**WORK INSTRUCTION:** Update the Yseop text between "Yseop is known" and "underlying data evolves.", inclusive, and give that part back with "patient narratives" changed to "safety narratives".

= Yseop =

French software company

Yseop (pronounced Easy-op) is a software company that develops artificial intelligence (AI) solutions for regulatory and medical writing in the life sciences and pharmaceutical industries. The company provides enterprise AI platforms designed to automate the creation, updating, and quality control of scientific and regulatory documents in regulated environments.

Yseop is known for its use of a composite AI approach, combining large language models (LLMs) with symbolic AI, structured data models, and retrieval-based techniques to support accuracy, traceability, and regulatory compliance.

== Overview ==
Yseop’s platform supports pharmaceutical companies in producing complex regulatory documentation such as clinical study reports (CSRs), patient narratives, protocols, and submission dossiers. The software is designed to integrate directly into existing regulatory workflows, enabling teams to generate and maintain documents as underlying data evolves.

**SOURCE DATA:**
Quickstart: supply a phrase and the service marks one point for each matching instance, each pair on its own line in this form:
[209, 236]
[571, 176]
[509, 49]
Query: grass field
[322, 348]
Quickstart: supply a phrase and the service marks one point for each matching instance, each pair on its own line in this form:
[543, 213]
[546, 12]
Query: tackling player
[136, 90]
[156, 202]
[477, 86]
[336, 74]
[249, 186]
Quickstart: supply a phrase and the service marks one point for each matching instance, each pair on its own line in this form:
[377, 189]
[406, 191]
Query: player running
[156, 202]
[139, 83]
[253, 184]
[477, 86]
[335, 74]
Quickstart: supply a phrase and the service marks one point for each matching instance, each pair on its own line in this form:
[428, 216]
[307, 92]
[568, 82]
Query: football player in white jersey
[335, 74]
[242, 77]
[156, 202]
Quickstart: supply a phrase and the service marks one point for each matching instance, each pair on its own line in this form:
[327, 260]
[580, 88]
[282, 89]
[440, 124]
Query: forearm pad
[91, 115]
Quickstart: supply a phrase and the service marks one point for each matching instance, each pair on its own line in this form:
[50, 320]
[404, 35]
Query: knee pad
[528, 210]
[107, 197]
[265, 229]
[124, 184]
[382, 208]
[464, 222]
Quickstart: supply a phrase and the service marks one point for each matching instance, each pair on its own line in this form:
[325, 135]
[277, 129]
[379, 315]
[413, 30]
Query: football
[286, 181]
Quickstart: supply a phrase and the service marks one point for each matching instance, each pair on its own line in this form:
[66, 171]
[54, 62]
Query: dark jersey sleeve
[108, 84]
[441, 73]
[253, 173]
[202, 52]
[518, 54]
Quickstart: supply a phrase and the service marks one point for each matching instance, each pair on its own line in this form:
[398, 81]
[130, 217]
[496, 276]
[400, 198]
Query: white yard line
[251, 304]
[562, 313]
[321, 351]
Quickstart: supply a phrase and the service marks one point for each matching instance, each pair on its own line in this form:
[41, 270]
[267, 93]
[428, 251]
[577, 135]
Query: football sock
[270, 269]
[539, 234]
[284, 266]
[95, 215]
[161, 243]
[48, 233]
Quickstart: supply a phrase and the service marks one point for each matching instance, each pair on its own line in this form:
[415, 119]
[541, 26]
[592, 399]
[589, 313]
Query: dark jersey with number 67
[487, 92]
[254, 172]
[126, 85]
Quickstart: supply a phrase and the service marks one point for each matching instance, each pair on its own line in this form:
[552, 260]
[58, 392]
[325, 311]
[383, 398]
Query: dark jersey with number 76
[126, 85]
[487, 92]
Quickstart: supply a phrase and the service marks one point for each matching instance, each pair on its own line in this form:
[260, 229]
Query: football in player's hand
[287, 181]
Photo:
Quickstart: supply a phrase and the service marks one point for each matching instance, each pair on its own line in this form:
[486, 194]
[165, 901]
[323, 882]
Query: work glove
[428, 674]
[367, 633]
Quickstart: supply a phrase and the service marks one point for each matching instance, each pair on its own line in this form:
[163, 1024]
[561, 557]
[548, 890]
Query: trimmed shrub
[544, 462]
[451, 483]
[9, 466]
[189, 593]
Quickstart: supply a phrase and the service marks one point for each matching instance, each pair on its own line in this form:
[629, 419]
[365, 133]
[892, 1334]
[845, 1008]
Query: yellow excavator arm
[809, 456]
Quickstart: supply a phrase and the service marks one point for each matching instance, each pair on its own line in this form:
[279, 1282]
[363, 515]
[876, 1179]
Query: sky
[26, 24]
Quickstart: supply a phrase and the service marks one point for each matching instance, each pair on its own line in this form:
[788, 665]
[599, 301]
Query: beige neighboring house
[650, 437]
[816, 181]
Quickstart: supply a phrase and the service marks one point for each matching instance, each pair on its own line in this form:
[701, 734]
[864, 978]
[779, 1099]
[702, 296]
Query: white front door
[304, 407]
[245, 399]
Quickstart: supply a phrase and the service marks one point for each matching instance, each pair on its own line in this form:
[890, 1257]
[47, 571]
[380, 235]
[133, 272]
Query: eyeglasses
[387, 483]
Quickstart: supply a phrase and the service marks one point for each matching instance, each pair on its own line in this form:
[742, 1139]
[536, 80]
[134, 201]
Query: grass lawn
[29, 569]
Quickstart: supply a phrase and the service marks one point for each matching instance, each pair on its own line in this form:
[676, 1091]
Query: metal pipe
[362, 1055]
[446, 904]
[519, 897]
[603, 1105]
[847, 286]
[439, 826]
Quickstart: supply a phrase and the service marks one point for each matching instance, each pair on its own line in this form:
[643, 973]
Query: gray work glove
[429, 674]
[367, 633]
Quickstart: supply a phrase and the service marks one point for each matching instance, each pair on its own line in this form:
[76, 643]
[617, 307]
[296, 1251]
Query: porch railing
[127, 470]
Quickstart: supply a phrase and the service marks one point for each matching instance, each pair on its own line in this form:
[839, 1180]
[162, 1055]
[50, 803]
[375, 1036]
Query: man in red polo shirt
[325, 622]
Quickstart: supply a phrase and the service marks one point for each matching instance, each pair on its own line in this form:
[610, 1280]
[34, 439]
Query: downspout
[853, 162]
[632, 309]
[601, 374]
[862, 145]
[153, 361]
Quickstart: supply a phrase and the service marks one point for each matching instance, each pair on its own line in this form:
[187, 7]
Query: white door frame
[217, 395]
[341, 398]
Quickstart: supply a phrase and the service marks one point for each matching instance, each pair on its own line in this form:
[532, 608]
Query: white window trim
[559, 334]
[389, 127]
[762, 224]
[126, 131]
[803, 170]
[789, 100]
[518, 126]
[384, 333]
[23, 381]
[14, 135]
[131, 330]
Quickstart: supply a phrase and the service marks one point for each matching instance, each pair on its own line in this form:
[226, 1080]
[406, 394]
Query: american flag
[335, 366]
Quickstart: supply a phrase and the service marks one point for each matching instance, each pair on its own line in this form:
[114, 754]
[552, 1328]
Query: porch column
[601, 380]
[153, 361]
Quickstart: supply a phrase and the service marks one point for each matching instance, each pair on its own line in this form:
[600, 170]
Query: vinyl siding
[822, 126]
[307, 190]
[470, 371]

**RESPONSE TO THE EXERCISE:**
Yseop is known for its use of a composite AI approach, combining large language models (LLMs) with symbolic AI, structured data models, and retrieval-based techniques to support accuracy, traceability, and regulatory compliance.

== Overview ==
Yseop’s platform supports pharmaceutical companies in producing complex regulatory documentation such as clinical study reports (CSRs), safety narratives, protocols, and submission dossiers. The software is designed to integrate directly into existing regulatory workflows, enabling teams to generate and maintain documents as underlying data evolves.